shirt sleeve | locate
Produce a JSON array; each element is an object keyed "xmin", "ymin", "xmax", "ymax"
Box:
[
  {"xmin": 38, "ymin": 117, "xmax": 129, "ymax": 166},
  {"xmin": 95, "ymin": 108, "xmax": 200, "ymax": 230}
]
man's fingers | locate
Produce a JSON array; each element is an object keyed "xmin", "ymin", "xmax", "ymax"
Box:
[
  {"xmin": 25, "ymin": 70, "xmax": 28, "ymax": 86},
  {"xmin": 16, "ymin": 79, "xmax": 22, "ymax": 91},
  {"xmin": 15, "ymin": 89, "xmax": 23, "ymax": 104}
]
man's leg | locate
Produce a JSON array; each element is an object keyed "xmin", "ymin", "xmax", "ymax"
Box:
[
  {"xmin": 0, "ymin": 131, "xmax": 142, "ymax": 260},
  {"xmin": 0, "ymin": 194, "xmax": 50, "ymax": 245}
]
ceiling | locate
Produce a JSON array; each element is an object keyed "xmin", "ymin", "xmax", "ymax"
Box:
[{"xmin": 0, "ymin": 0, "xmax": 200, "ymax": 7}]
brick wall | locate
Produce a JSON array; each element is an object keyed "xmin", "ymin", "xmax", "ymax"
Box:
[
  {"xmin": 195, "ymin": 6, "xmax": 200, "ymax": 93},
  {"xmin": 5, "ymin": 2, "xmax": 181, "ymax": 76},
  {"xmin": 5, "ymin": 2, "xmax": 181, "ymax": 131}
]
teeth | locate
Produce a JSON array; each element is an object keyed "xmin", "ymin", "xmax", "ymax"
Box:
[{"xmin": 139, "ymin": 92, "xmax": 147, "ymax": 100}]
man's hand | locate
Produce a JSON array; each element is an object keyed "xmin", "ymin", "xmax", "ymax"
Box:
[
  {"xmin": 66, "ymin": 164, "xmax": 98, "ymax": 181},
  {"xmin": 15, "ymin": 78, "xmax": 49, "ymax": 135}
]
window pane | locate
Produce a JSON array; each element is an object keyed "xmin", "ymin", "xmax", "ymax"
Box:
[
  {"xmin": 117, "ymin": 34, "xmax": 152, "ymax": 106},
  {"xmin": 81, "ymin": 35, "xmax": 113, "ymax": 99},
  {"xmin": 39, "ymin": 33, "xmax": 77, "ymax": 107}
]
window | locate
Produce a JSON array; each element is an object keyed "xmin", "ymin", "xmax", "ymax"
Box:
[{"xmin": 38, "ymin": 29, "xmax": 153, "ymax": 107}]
* * *
*INSTRUCTION*: Rewrite all the entries above, replacing "locate" with "find" everywhere it appears and leaving everything else unchanged.

*FINAL RESULT*:
shirt sleeve | find
Produce a JSON array; each element is an object keyed "xmin", "ymin", "xmax", "ymax"
Box:
[
  {"xmin": 38, "ymin": 117, "xmax": 129, "ymax": 166},
  {"xmin": 95, "ymin": 108, "xmax": 200, "ymax": 230}
]
man's fingers | find
Produce a JSON array; each element is an object keyed "xmin", "ymin", "xmax", "ymax"
Box:
[
  {"xmin": 25, "ymin": 70, "xmax": 28, "ymax": 86},
  {"xmin": 16, "ymin": 79, "xmax": 22, "ymax": 91},
  {"xmin": 15, "ymin": 89, "xmax": 23, "ymax": 104}
]
man's leg | find
Produce a JSON array; each element is an object keyed "xmin", "ymin", "xmax", "ymax"
Box:
[
  {"xmin": 0, "ymin": 131, "xmax": 142, "ymax": 260},
  {"xmin": 0, "ymin": 194, "xmax": 50, "ymax": 245}
]
ceiling | find
Produce a JSON array; each element is an object keyed "xmin", "ymin", "xmax", "ymax"
Box:
[{"xmin": 0, "ymin": 0, "xmax": 200, "ymax": 7}]
brick wall | find
Produce a JSON array; each element is an object keyed "xmin", "ymin", "xmax", "ymax"
Box:
[
  {"xmin": 195, "ymin": 6, "xmax": 200, "ymax": 93},
  {"xmin": 5, "ymin": 2, "xmax": 181, "ymax": 76},
  {"xmin": 5, "ymin": 2, "xmax": 181, "ymax": 131}
]
teeth | find
Produce a JSON array; each element is an object keyed "xmin", "ymin", "xmax", "ymax"
Box:
[{"xmin": 139, "ymin": 92, "xmax": 147, "ymax": 100}]
man's hand | find
Produce a JSON array; each element is an object keyed "xmin", "ymin", "xmax", "ymax"
Box:
[
  {"xmin": 66, "ymin": 164, "xmax": 98, "ymax": 181},
  {"xmin": 15, "ymin": 78, "xmax": 49, "ymax": 135}
]
window pane | find
Produce a JSON array; each element is an object keyed "xmin", "ymin", "xmax", "ymax"
Box:
[
  {"xmin": 117, "ymin": 34, "xmax": 152, "ymax": 106},
  {"xmin": 81, "ymin": 35, "xmax": 113, "ymax": 99},
  {"xmin": 39, "ymin": 33, "xmax": 77, "ymax": 107}
]
window | find
Produce a JSON array; each element is an object keyed "xmin", "ymin", "xmax", "ymax"
Box:
[{"xmin": 38, "ymin": 29, "xmax": 153, "ymax": 107}]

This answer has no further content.